▸ Excerpted text:
-------------------------

The 69-year-old has been convicted of criminal damage to the prehistoric stone circle at Carrig, Blessington.

A RETIRED GARDA is likely to have “removed and disturbed human remains” when he damaged a Bronze Age burial mound in County Wicklow, a court has heard.

Tony (also known as Thomas) Hand, aged 69, had denied interfering with the national monument at Carrig, Blessington by taking stones from the protected site on the night of 4 May, 2011.

However following a week-long trial at Bray Circuit Court, he was convicted yesterday of criminal damage to the prehistoric stone circle.

It took the jury just over three hours to return a majority guilty verdict of 10 to 2.

Judge Gerard Griffin remanded Hand, with an address at Carrig, Blessington, on continuing bail for sentencing on Friday, February 20.

-------------------------

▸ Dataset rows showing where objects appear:
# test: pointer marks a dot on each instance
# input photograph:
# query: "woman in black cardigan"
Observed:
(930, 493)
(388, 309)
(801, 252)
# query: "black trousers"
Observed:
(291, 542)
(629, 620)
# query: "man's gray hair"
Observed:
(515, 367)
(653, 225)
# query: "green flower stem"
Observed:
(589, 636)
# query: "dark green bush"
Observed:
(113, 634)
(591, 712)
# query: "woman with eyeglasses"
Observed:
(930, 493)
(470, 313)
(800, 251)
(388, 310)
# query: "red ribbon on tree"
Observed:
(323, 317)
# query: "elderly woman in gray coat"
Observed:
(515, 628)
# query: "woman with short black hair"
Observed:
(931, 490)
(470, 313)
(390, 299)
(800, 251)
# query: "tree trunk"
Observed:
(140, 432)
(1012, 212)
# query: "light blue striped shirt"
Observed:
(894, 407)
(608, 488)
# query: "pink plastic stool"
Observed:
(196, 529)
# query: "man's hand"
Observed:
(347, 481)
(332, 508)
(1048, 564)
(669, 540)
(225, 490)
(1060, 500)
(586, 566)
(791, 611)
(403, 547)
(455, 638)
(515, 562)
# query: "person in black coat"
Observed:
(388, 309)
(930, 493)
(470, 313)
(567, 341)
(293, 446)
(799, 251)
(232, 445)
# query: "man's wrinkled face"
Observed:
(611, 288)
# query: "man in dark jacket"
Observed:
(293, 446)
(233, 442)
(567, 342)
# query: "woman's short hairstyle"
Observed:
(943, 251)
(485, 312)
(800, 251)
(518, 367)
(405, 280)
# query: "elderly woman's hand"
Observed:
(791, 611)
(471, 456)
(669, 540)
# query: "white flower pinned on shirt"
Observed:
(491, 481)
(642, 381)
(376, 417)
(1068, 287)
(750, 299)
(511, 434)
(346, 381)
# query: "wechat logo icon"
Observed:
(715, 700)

-------------------------

▸ Complete the following:
**A)** In the court report, what are all the different phrases used to refer to the damaged site at Carrig?
**B)** Could you carry the court report forward from its last sentence?

▸ Results:
**A)**
- prehistoric stone circle
- Bronze Age burial mound
- national monument
- protected site

**B)**
Archeologist Chris Corlett told the court he visited the site on May 6, 2011 and noticed obvious disturbances within the burial chamber and that stones had been recently dislodged and moved.

“There is a strong likelihood that human remains had been removed and disturbed and that artefacts may have been removed,” he said. “The whole understanding of the monument was compromised.”

20 times

Mr Corlett told Paul Murray BL, prosecuting, that he had visited the 4,000-year-old site over 20 times in the last decade.

He said there was evidence of at least one burial chamber or compartment which would have contained urns of the cremated remains of local people buried over thousands of years and their accompanying “grave goods”.

“We could expect to find highly-decorated pottery food vessels, amber beads and metal artefacts of very rare and international significance,” said Mr Corlett.

The site is protected under the National Monuments Act by a Preservation Order laid down by former Environment Minister Dick Roche in 2005.

Four local residents gave evidence that they saw Hand removing stones from the monument shortly before 7:30pm on the night in question.

One eye-witness said he saw Hand swinging a pick-axe, stooping to lift up stones and carrying wheelbarrow loads of stones from the monument to the bottom of the field.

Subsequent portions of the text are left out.